Source passage:
>> start
THE HERMÈS EFFECT
With his Fall 20133 collection for the French label, designer CHRISTOPHE LEMAIRE has taken the fashion world by storm
the transition of Hermès from a perceived handbag-only business to a fashion house is the work of a succession of geniuses, the most recent being Christophe Lemaire. The journey began with Martin Margiela in 1997, and continued under Jean Paul Gaultier from 2004. Enter Lemaire, in 2010, a surprise hire from his previous post at Lacoste. If you wondered, as I did, what synergy was the young designer— known for reviving Lacoste and transforming it into a young, upbeat label during his 10-year stay there—going to bring to a French high-fashion house known for its obsession with perfection and all things chic, his Fall 2013 collection is the answer. Emblematic of the entire season, it captures fall’s mood perfectly, and is one of the best collections of the season, not least for encompassing many of fall’s key trends. And it has been building up since Lemaire’s first showing for Fall 2011.
>> end
Task to complete: Condense the paragraph of the Hermès piece that begins "the transition of Hermès" into a short bulleted list that keeps its main facts. The rows that come next are separate material from the Hermès piece.

Data extract:
>> start
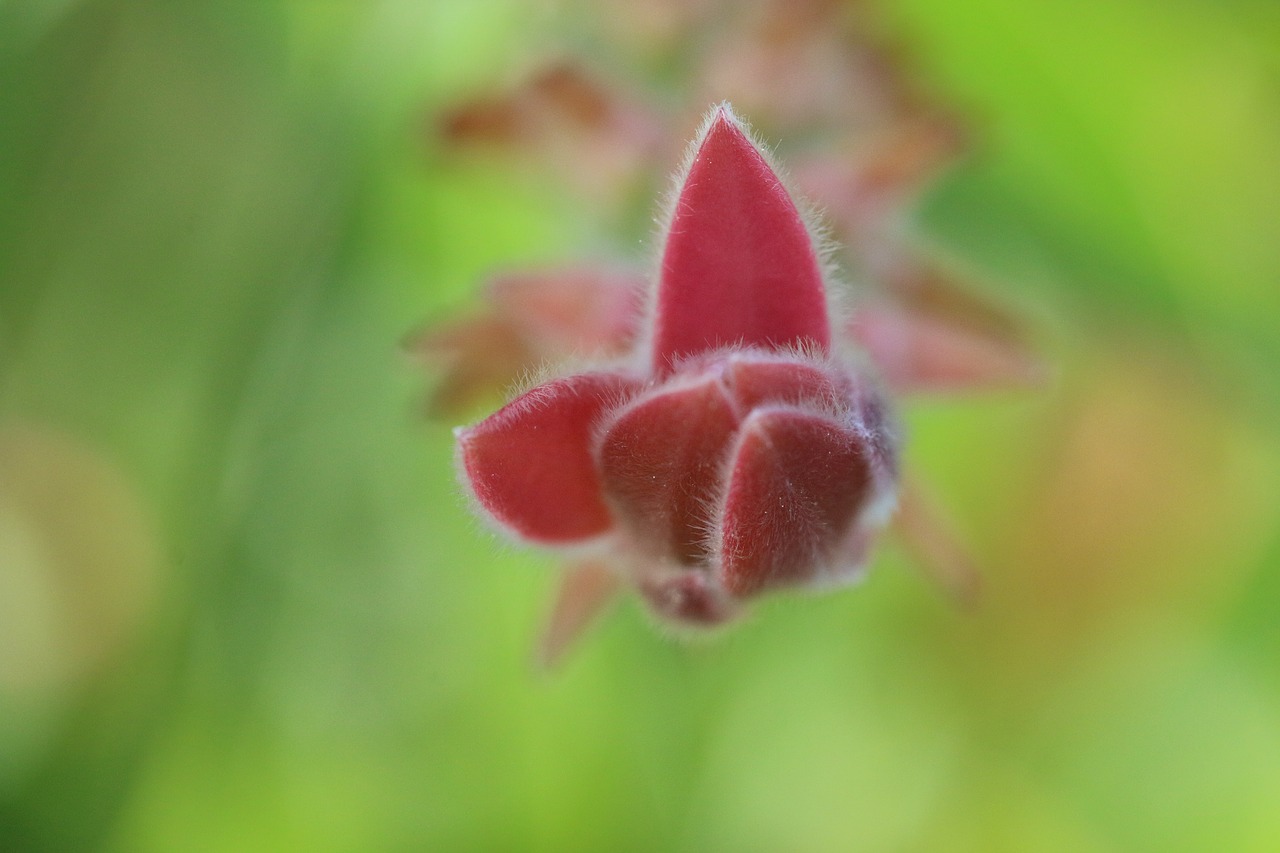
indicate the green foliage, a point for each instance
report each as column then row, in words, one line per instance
column 242, row 603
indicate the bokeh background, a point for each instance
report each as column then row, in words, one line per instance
column 243, row 606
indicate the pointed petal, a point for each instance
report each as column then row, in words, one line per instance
column 796, row 484
column 922, row 354
column 739, row 265
column 937, row 551
column 584, row 592
column 661, row 465
column 530, row 464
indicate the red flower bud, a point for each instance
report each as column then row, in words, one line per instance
column 750, row 456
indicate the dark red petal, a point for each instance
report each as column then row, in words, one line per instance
column 530, row 464
column 759, row 381
column 796, row 484
column 739, row 265
column 661, row 463
column 688, row 597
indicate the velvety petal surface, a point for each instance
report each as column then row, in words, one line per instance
column 661, row 465
column 780, row 379
column 530, row 463
column 739, row 264
column 796, row 483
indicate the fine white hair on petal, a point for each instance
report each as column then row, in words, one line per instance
column 819, row 233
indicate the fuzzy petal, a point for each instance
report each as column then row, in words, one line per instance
column 796, row 484
column 922, row 354
column 530, row 464
column 739, row 265
column 661, row 464
column 780, row 379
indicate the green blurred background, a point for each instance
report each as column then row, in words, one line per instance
column 242, row 603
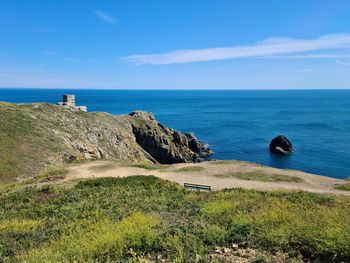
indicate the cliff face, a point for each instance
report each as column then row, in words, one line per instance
column 35, row 136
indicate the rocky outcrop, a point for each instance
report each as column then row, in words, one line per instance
column 35, row 136
column 166, row 145
column 281, row 145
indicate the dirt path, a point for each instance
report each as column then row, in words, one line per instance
column 209, row 175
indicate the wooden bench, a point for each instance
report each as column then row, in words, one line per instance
column 197, row 186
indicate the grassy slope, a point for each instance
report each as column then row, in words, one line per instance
column 259, row 176
column 111, row 219
column 25, row 146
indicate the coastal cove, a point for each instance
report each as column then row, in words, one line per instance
column 237, row 124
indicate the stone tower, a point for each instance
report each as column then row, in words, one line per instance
column 68, row 100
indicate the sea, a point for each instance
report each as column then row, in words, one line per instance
column 237, row 124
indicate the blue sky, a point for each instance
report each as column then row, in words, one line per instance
column 182, row 44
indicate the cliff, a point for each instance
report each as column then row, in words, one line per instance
column 35, row 136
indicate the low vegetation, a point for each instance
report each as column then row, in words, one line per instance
column 145, row 165
column 103, row 167
column 190, row 169
column 259, row 176
column 344, row 187
column 143, row 217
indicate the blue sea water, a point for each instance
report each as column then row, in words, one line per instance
column 237, row 124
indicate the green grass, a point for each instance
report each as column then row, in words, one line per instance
column 191, row 169
column 145, row 165
column 123, row 219
column 344, row 187
column 49, row 175
column 259, row 176
column 223, row 162
column 103, row 167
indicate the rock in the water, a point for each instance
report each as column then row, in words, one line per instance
column 281, row 145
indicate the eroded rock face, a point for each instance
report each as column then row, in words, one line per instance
column 47, row 135
column 166, row 145
column 281, row 145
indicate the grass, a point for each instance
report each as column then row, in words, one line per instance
column 191, row 169
column 125, row 219
column 223, row 162
column 344, row 187
column 145, row 165
column 259, row 176
column 49, row 175
column 103, row 167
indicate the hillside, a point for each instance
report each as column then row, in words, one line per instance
column 93, row 187
column 36, row 136
column 147, row 219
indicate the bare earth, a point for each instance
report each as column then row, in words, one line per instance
column 311, row 182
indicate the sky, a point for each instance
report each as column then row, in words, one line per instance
column 179, row 44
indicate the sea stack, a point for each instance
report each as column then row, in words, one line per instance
column 281, row 145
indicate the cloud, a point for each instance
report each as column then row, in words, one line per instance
column 342, row 63
column 262, row 49
column 72, row 60
column 105, row 17
column 29, row 78
column 49, row 53
column 46, row 29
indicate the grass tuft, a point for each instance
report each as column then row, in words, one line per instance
column 145, row 165
column 191, row 169
column 344, row 187
column 123, row 219
column 259, row 176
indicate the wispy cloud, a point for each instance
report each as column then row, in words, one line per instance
column 106, row 17
column 263, row 49
column 29, row 78
column 342, row 63
column 72, row 60
column 46, row 29
column 51, row 53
>> end
Exercise result:
- A series of designers turned Hermès from a perceived handbag-only business into a fashion house.
- Martin Margiela began this in 1997, and Jean Paul Gaultier continued it from 2004.
- Christophe Lemaire joined in 2010, a surprise hire from Lacoste.
- During his 10 years at Lacoste, he revived the brand and made it young and upbeat.
- His Fall 2013 collection shows what he brings to a house known for its obsession with perfection and chic.
- That collection captures fall's mood and is one of the season's best, covering many key fall trends.
- It builds on his work since his first showing for Fall 2011.